(TEXT begins)

Published online by Cambridge University Press: 05 June 2012
Overview
In many cases, newly transcribed RNA is not ready for duty; instead, it is a precursor of mature RNA and must undergo posttranscriptional RNA processing to become functional. Also known as RNA maturation, posttranscriptional processing falls into seven categories:
cleaving and trimming
3′ nucleotide addition
base modification
splicing
capping (modifying the 5′ end of pre-mRNA)
polyadenylation (adding a sequence of adenosines to the 3′ end of pre-mRNA)
editing (altering the coding sequence of pre-mRNA)
The exact nature of every maturation process depends on the life form and the type of RNA (rRNA, tRNA, mRNA). This chapter describes the seven types of processing in turn, noting differences among life forms. At chapter's end, some processing pathways are summarized.

(TEXT ends)
(DATASET RECORDS begins)

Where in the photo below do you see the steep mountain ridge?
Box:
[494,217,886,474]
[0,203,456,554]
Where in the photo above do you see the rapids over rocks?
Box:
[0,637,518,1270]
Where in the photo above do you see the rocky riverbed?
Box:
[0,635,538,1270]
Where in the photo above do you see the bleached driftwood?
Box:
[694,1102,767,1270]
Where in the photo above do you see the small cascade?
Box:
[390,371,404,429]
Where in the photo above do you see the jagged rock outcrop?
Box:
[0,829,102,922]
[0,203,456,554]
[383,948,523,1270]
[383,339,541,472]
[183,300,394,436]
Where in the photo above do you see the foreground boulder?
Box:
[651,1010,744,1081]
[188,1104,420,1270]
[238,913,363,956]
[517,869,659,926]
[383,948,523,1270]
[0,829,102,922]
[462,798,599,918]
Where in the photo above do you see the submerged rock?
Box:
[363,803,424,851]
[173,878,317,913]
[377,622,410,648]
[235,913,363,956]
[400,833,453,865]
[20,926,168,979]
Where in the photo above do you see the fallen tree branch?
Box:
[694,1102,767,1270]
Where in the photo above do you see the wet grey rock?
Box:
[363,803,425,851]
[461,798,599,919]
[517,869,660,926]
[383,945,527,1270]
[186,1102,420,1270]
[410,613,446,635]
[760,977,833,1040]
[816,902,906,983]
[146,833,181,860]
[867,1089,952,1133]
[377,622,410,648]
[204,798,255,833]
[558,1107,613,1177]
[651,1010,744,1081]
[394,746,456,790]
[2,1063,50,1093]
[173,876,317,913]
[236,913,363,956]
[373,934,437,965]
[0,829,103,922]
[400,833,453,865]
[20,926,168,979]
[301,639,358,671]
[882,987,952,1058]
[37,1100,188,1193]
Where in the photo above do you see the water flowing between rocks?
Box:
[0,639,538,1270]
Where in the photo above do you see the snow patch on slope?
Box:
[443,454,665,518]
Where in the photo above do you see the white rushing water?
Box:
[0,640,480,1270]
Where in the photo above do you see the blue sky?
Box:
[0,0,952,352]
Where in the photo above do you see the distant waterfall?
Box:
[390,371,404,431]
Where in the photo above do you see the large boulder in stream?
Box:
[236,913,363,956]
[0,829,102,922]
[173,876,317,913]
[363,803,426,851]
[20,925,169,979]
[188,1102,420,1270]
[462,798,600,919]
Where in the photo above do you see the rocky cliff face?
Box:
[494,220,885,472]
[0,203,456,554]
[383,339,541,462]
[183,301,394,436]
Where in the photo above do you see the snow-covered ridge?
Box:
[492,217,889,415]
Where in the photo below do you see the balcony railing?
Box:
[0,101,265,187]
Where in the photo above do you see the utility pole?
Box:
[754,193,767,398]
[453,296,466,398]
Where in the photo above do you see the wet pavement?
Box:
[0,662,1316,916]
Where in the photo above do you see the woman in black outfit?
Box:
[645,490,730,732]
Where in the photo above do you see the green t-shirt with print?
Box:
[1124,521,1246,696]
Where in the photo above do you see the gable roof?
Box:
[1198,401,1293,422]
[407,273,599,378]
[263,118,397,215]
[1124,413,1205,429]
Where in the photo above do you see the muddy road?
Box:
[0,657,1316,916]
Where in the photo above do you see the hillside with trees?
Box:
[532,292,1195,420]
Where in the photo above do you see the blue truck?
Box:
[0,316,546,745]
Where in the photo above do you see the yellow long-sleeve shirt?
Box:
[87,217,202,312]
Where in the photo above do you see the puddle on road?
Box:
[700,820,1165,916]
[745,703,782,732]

(DATASET RECORDS ends)
(DATASET RECORDS begins)

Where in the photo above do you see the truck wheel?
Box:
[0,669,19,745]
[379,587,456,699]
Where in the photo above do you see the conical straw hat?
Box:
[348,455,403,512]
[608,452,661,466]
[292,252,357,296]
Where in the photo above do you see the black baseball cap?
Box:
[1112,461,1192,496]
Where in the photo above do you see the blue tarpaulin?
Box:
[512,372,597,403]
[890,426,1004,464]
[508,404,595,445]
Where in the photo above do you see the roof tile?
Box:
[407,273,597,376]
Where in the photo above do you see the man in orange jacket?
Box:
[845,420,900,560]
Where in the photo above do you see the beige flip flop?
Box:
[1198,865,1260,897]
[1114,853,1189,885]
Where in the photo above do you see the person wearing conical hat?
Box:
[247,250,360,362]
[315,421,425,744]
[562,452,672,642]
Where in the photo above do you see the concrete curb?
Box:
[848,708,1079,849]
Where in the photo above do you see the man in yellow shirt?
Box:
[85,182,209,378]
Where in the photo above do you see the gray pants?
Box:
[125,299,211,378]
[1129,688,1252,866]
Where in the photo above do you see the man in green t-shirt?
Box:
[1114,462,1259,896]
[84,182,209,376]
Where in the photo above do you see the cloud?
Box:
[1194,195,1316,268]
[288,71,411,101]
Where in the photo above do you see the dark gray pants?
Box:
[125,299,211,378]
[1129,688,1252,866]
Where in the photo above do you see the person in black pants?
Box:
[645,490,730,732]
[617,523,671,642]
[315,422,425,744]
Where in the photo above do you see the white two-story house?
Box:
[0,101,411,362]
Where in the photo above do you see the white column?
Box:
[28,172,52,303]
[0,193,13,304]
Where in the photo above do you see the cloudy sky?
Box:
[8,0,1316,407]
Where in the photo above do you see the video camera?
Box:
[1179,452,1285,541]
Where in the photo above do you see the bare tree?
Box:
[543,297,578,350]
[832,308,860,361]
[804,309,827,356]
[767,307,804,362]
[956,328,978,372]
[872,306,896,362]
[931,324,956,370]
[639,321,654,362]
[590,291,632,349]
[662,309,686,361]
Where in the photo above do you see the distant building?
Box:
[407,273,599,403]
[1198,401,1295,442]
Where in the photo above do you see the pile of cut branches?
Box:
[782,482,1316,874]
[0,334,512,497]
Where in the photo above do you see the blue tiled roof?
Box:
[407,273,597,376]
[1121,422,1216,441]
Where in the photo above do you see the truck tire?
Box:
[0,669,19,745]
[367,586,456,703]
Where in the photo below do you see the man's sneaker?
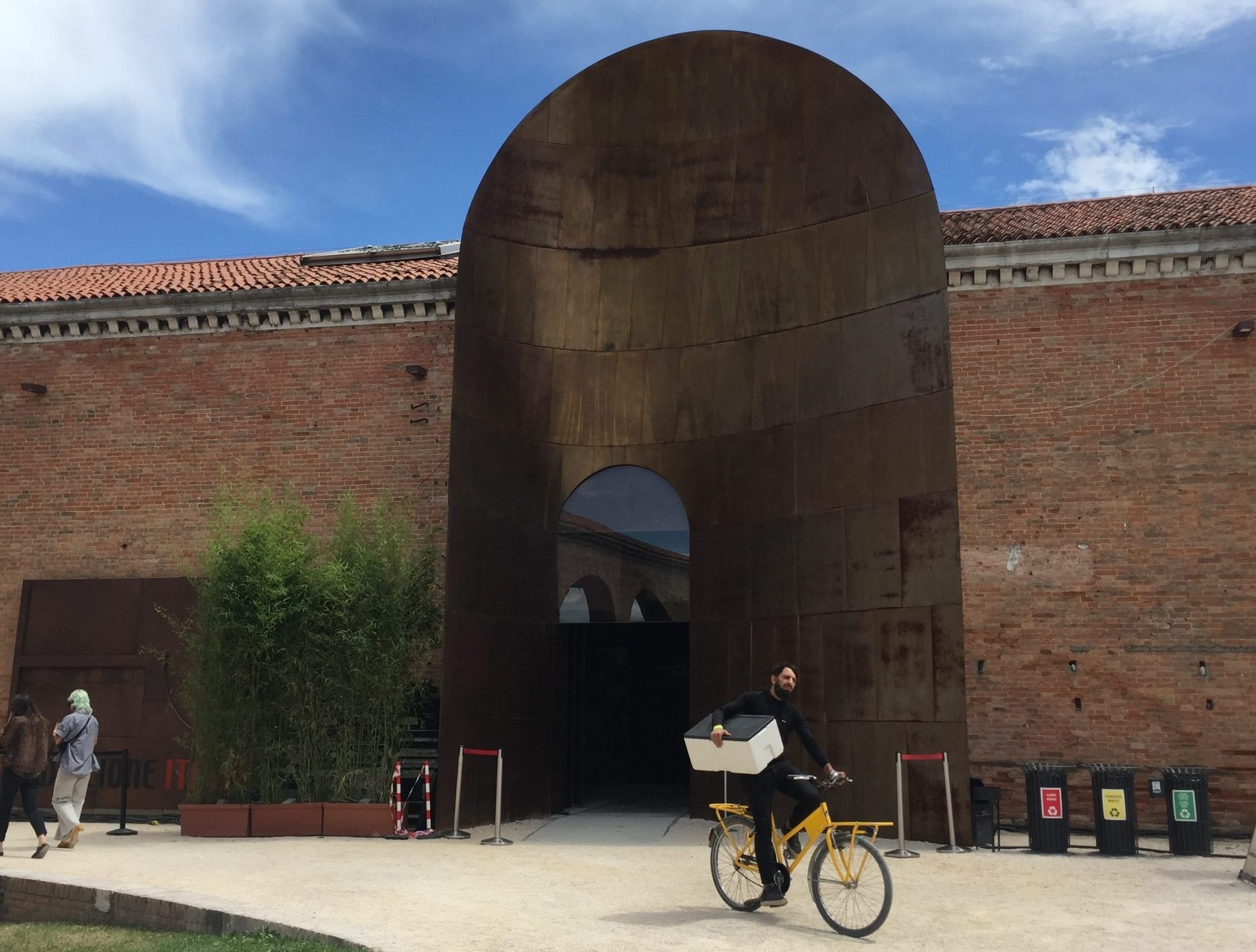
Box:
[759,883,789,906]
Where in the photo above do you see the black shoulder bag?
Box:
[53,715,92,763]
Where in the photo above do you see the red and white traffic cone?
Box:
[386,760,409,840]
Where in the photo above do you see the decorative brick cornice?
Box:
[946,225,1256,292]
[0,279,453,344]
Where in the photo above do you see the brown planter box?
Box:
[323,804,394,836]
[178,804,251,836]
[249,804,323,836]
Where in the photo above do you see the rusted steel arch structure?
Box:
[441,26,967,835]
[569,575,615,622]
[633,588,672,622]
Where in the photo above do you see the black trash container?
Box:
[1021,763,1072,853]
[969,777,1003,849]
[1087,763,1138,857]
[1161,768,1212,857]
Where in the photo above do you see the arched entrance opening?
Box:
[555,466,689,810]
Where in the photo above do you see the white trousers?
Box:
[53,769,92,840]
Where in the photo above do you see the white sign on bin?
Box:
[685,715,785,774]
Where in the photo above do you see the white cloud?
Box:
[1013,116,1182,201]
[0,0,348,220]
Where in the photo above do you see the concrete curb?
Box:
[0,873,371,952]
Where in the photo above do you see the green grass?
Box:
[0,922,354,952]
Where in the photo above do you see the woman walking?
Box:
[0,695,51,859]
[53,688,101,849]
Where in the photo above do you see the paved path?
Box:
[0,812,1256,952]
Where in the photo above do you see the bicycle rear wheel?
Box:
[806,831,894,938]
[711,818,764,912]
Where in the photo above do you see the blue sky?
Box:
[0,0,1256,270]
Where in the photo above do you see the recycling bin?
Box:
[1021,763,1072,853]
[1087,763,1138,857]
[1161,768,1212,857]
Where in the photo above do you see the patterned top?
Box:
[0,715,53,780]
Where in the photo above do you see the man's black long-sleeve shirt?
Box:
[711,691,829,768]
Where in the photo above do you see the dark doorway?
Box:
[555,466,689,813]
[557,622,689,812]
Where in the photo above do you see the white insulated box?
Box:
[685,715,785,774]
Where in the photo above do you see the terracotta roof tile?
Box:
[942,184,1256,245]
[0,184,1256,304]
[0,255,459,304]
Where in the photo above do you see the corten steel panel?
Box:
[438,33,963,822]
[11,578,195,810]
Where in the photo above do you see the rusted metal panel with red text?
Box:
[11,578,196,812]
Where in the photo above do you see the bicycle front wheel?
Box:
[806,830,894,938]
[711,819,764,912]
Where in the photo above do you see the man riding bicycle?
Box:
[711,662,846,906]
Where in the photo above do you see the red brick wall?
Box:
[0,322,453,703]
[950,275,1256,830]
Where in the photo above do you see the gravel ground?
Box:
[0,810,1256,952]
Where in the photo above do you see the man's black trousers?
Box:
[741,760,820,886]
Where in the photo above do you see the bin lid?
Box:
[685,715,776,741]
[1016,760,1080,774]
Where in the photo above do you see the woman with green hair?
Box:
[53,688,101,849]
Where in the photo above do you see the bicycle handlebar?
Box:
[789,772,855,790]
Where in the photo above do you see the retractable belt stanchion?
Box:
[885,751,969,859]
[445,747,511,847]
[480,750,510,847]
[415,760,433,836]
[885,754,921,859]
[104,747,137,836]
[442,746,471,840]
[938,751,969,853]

(DATASET RECORDS ends)
(DATASET RECORDS begins)

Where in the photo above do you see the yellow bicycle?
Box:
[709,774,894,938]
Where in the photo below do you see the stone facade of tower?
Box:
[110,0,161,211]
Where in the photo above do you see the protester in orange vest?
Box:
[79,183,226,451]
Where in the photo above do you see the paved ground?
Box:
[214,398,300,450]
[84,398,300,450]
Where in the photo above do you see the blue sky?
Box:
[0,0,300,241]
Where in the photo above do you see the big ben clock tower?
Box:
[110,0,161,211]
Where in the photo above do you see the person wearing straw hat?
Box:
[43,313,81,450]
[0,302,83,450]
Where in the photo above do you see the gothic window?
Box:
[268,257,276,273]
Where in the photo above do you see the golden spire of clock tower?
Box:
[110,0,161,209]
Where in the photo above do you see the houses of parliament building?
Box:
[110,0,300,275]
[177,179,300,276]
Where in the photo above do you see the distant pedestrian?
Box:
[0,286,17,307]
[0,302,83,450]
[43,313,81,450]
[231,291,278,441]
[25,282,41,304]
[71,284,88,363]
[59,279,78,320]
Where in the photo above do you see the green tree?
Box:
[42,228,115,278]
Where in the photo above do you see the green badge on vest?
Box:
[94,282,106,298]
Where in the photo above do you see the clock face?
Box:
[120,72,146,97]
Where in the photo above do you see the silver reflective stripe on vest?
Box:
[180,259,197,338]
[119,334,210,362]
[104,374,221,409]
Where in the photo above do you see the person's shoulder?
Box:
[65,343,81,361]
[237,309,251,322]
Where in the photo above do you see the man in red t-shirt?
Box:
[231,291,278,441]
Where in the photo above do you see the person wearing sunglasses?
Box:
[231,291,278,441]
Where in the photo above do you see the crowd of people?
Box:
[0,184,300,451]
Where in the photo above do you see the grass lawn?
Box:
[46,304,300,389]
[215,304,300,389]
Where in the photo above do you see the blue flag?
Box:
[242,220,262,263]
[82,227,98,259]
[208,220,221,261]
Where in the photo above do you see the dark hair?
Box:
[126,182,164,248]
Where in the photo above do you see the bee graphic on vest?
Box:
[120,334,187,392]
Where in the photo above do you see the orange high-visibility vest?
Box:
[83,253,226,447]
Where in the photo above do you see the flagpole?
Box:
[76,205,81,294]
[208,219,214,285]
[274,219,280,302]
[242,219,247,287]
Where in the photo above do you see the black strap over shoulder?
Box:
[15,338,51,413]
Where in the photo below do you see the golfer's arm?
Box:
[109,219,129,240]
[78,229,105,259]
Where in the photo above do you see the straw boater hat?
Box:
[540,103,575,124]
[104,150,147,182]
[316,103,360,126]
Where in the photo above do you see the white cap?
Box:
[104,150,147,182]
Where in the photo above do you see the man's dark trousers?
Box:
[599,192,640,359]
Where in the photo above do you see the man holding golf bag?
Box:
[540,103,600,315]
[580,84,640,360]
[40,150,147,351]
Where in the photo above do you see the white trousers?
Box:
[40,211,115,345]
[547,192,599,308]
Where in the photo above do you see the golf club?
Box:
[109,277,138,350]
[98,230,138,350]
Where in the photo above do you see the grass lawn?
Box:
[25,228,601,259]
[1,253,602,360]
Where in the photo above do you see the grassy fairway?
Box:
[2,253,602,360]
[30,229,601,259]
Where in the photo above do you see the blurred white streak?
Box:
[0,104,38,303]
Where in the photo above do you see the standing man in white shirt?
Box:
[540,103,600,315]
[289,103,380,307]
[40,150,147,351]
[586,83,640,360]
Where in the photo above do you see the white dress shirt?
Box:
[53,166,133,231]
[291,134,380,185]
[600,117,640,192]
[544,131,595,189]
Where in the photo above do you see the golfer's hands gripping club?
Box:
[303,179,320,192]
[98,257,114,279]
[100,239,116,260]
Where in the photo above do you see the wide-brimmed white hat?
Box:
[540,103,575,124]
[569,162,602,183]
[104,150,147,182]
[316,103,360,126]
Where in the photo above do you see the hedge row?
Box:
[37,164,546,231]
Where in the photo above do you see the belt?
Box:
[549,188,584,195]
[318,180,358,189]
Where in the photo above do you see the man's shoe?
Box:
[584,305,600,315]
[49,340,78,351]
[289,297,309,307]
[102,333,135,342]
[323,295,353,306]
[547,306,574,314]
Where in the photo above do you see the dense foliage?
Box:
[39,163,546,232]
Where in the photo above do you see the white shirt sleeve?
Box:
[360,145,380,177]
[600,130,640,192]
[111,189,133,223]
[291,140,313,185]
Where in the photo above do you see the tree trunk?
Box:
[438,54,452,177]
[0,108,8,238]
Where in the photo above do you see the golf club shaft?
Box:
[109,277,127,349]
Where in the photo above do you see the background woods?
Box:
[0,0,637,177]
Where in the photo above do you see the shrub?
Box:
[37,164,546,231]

(DATASET RECORDS ends)

**REQUIRED TASKS**
**a.** In the RNA processing overview, what is another name for posttranscriptional processing?
**b.** Rewrite the part of the RNA processing overview starting with "editing (altering the" and going on through "pathways are summarized.", putting "nucleotide sequence" in place of "coding sequence".
**c.** Continue the RNA processing overview from where it stops.

**RESPONSES PER TASK**
**a.** RNA maturation.

**b.**
editing (altering the nucleotide sequence of pre-mRNA)
The exact nature of every maturation process depends on the life form and the type of RNA (rRNA, tRNA, mRNA). This chapter describes the seven types of processing in turn, noting differences among life forms. At chapter's end, some processing pathways are summarized.

**c.**
Cleaving and Trimming
Some fresh transcripts contain extraneous sequences, and some contain two or more sequences that need to be separated. Endonucleases may cleave transcripts into smaller pieces to remove end sequences or internal spacers. In some instances, exonucleases trim the ends, removing nucleotides one by one.
Large rRNAs are encoded by genes whose transcripts are cleaved in multiple steps to yield smaller RNAs. In bacteria, each of the six copies of the rRNA gene contains 16S, 23S, and 5S rRNA sequences and one or two tRNAs; the functional and nonfunctional sequences are interspersed (Figure 8.1). Processing by ribonucleases (RNases) begins before transcription is complete.